→ Requirement
With the pictures left out, return exactly the lines from the one containing "Identify every instance of the vehicle" through the end of the listing below.

→ Given data
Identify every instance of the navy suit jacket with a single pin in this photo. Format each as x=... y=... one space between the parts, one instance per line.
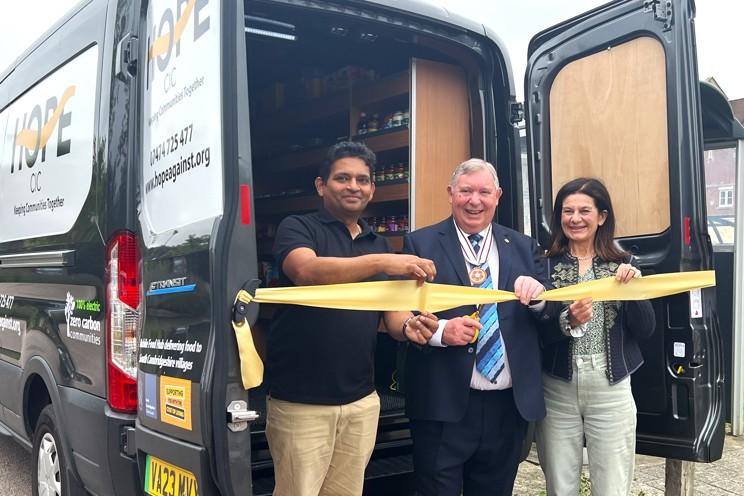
x=437 y=380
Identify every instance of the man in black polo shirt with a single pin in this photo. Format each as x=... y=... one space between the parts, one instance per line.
x=322 y=407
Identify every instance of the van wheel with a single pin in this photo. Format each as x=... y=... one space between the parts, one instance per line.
x=47 y=457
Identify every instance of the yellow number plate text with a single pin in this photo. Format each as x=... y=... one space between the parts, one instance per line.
x=164 y=479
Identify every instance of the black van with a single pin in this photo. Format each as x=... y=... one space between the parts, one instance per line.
x=150 y=148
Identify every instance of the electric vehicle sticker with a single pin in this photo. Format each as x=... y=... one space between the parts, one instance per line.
x=83 y=328
x=182 y=141
x=47 y=150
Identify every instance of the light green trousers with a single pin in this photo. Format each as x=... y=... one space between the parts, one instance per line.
x=588 y=408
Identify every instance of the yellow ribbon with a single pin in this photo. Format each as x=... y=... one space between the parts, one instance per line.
x=408 y=295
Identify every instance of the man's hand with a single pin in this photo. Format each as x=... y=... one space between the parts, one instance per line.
x=460 y=331
x=626 y=272
x=527 y=288
x=409 y=266
x=420 y=328
x=580 y=312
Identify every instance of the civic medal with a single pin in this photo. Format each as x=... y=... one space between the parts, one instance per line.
x=477 y=275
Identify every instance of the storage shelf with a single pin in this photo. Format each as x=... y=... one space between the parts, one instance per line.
x=283 y=205
x=369 y=92
x=313 y=109
x=381 y=141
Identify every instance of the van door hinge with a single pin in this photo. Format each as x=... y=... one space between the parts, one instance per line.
x=238 y=416
x=663 y=11
x=516 y=112
x=126 y=57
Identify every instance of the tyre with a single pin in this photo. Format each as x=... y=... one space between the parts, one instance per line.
x=49 y=462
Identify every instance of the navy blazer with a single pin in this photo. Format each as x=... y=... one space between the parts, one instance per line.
x=437 y=380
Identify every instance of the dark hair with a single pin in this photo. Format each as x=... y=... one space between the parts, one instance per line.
x=604 y=240
x=346 y=149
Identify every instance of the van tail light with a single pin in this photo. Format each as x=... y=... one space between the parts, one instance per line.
x=123 y=319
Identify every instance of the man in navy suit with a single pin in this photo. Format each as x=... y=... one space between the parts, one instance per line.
x=474 y=384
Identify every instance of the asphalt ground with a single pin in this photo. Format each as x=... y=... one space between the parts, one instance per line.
x=724 y=477
x=15 y=468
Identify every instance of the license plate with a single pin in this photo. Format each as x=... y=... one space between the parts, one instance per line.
x=164 y=479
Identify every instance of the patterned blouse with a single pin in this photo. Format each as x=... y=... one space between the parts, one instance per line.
x=593 y=340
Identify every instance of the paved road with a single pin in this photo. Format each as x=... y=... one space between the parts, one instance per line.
x=15 y=468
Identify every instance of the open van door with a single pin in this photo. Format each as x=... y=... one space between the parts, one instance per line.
x=197 y=247
x=614 y=94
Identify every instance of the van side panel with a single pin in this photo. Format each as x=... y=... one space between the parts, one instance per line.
x=53 y=260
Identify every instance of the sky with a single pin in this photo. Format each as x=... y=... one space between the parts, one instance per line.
x=719 y=24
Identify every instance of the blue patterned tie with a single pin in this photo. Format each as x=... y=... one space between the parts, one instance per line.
x=489 y=355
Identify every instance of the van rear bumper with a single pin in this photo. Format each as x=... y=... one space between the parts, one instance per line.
x=96 y=436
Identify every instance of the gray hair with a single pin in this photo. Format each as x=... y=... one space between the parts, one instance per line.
x=473 y=165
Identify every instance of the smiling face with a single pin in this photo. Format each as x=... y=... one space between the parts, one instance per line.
x=349 y=188
x=474 y=199
x=580 y=219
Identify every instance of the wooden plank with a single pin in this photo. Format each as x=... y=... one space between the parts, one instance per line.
x=441 y=117
x=608 y=119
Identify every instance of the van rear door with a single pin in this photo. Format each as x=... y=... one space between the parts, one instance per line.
x=614 y=94
x=197 y=243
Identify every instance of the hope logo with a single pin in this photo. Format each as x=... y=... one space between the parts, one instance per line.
x=167 y=34
x=33 y=131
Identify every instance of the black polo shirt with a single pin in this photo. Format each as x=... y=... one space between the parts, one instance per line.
x=316 y=355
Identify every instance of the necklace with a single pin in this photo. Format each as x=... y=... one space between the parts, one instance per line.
x=586 y=257
x=476 y=274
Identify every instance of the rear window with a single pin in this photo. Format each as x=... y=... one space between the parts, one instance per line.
x=46 y=152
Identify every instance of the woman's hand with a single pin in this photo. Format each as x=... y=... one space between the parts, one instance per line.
x=580 y=312
x=626 y=272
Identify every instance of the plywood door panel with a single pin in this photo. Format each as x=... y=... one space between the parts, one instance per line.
x=441 y=127
x=608 y=119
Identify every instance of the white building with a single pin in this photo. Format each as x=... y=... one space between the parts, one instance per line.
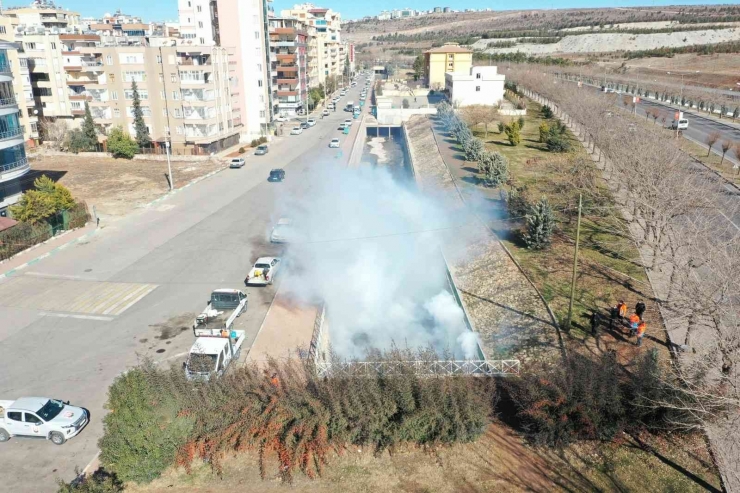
x=483 y=85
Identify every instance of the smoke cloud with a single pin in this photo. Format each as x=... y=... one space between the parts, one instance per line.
x=370 y=248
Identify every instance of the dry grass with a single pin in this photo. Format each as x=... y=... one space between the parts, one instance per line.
x=499 y=462
x=117 y=186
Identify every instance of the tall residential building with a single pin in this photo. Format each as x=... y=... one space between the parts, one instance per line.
x=289 y=63
x=199 y=23
x=327 y=42
x=185 y=95
x=13 y=162
x=245 y=29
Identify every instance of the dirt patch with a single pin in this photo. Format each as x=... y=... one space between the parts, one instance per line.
x=174 y=326
x=117 y=186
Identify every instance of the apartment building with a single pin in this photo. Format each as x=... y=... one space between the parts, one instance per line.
x=288 y=65
x=327 y=41
x=184 y=92
x=13 y=162
x=199 y=23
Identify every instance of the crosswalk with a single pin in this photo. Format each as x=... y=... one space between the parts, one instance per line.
x=49 y=294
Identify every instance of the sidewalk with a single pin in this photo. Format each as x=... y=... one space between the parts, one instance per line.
x=50 y=247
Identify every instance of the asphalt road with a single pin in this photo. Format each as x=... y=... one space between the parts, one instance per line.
x=74 y=321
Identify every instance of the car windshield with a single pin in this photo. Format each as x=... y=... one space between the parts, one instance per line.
x=202 y=363
x=50 y=410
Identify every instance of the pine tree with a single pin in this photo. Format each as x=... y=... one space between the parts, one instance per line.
x=540 y=225
x=142 y=133
x=88 y=127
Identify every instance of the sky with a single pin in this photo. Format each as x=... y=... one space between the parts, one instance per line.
x=167 y=9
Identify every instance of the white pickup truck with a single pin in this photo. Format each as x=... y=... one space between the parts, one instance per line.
x=41 y=417
x=212 y=353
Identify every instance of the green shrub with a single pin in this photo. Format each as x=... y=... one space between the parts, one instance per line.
x=144 y=429
x=120 y=144
x=540 y=225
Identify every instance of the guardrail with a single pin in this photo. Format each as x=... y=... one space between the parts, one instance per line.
x=483 y=368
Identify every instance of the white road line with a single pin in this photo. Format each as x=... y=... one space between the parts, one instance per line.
x=82 y=317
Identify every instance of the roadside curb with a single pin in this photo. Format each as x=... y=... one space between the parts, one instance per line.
x=50 y=253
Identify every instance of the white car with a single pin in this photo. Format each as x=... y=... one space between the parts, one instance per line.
x=41 y=417
x=263 y=272
x=237 y=162
x=283 y=231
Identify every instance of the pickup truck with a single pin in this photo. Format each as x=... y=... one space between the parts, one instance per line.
x=41 y=417
x=212 y=353
x=215 y=313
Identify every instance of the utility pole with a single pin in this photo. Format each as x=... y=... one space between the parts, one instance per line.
x=575 y=264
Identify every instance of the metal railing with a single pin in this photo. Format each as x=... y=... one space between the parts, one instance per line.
x=483 y=368
x=16 y=164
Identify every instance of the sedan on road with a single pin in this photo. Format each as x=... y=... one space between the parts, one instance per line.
x=263 y=272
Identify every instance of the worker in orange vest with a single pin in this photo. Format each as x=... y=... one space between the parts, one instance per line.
x=641 y=327
x=634 y=323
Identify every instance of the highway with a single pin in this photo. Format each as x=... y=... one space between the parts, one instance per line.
x=74 y=321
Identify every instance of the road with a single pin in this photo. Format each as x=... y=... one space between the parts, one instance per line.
x=74 y=321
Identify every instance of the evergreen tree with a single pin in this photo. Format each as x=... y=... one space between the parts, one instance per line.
x=540 y=225
x=88 y=127
x=142 y=134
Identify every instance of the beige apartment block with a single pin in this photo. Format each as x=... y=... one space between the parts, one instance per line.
x=184 y=93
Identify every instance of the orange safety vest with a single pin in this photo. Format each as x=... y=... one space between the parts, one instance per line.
x=641 y=328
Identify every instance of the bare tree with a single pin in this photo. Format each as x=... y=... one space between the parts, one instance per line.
x=710 y=140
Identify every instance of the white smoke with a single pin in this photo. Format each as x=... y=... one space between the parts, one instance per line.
x=371 y=251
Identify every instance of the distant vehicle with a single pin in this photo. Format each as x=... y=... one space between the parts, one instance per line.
x=278 y=174
x=680 y=124
x=283 y=231
x=41 y=417
x=263 y=272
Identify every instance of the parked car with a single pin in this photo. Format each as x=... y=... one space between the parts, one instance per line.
x=41 y=417
x=277 y=174
x=263 y=272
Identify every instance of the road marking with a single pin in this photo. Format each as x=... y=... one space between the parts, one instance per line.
x=81 y=317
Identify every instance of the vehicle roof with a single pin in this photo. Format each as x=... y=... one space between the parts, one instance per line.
x=264 y=260
x=32 y=404
x=208 y=345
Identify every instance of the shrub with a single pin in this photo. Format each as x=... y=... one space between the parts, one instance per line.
x=513 y=134
x=474 y=149
x=577 y=398
x=540 y=225
x=144 y=428
x=544 y=132
x=120 y=144
x=494 y=167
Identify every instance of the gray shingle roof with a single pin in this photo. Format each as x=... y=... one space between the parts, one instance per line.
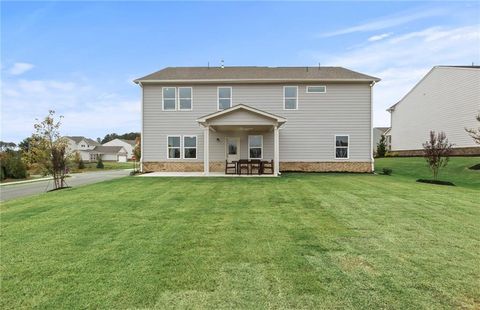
x=77 y=139
x=107 y=149
x=200 y=74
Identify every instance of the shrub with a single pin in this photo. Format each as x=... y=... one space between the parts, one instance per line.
x=387 y=171
x=81 y=164
x=100 y=163
x=13 y=166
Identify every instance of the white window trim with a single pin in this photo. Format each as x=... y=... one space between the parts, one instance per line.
x=189 y=147
x=218 y=97
x=249 y=136
x=191 y=99
x=179 y=147
x=316 y=92
x=163 y=99
x=335 y=146
x=284 y=105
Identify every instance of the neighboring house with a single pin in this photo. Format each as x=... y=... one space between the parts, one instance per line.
x=302 y=118
x=107 y=153
x=447 y=99
x=378 y=132
x=80 y=143
x=128 y=145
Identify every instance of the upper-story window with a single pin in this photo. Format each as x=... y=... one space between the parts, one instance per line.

→ Solution
Identify every instance of the vehicle roof with a single pin in this photo. Format each as x=... y=... one space between the parts, one instance per line.
x=264 y=260
x=32 y=404
x=208 y=345
Identify every instance of the shrub with a single pin in this photo. Format each as x=... y=... one space between the parts, one instance per line.
x=513 y=134
x=474 y=149
x=577 y=398
x=540 y=225
x=144 y=428
x=544 y=132
x=120 y=144
x=494 y=167
Identify every instance of the gray shingle roof with a single pin in this photo. Format each as x=... y=... one space between the parts, one instance per line.
x=77 y=139
x=107 y=149
x=200 y=74
Identify every instance of the shrub with a single pin in this photo. Format each as x=... y=... one space between the parts, one instance per line.
x=387 y=171
x=81 y=164
x=100 y=163
x=13 y=166
Identify every instance of the white window trim with a single pin in this photo. Format each as x=... y=... one space between the parts, one instance per line.
x=189 y=147
x=218 y=97
x=249 y=136
x=191 y=99
x=179 y=147
x=316 y=92
x=163 y=99
x=335 y=146
x=284 y=105
Identify every instance of the neighboring house with a single pin in this photo. Format each as x=... y=... one space between the parts, one instance per line.
x=302 y=118
x=107 y=153
x=447 y=99
x=378 y=132
x=80 y=143
x=128 y=145
Identify every instance of the upper-story window with a single pin in this photo. Format each as x=... y=... one space between the parts, one instance per line.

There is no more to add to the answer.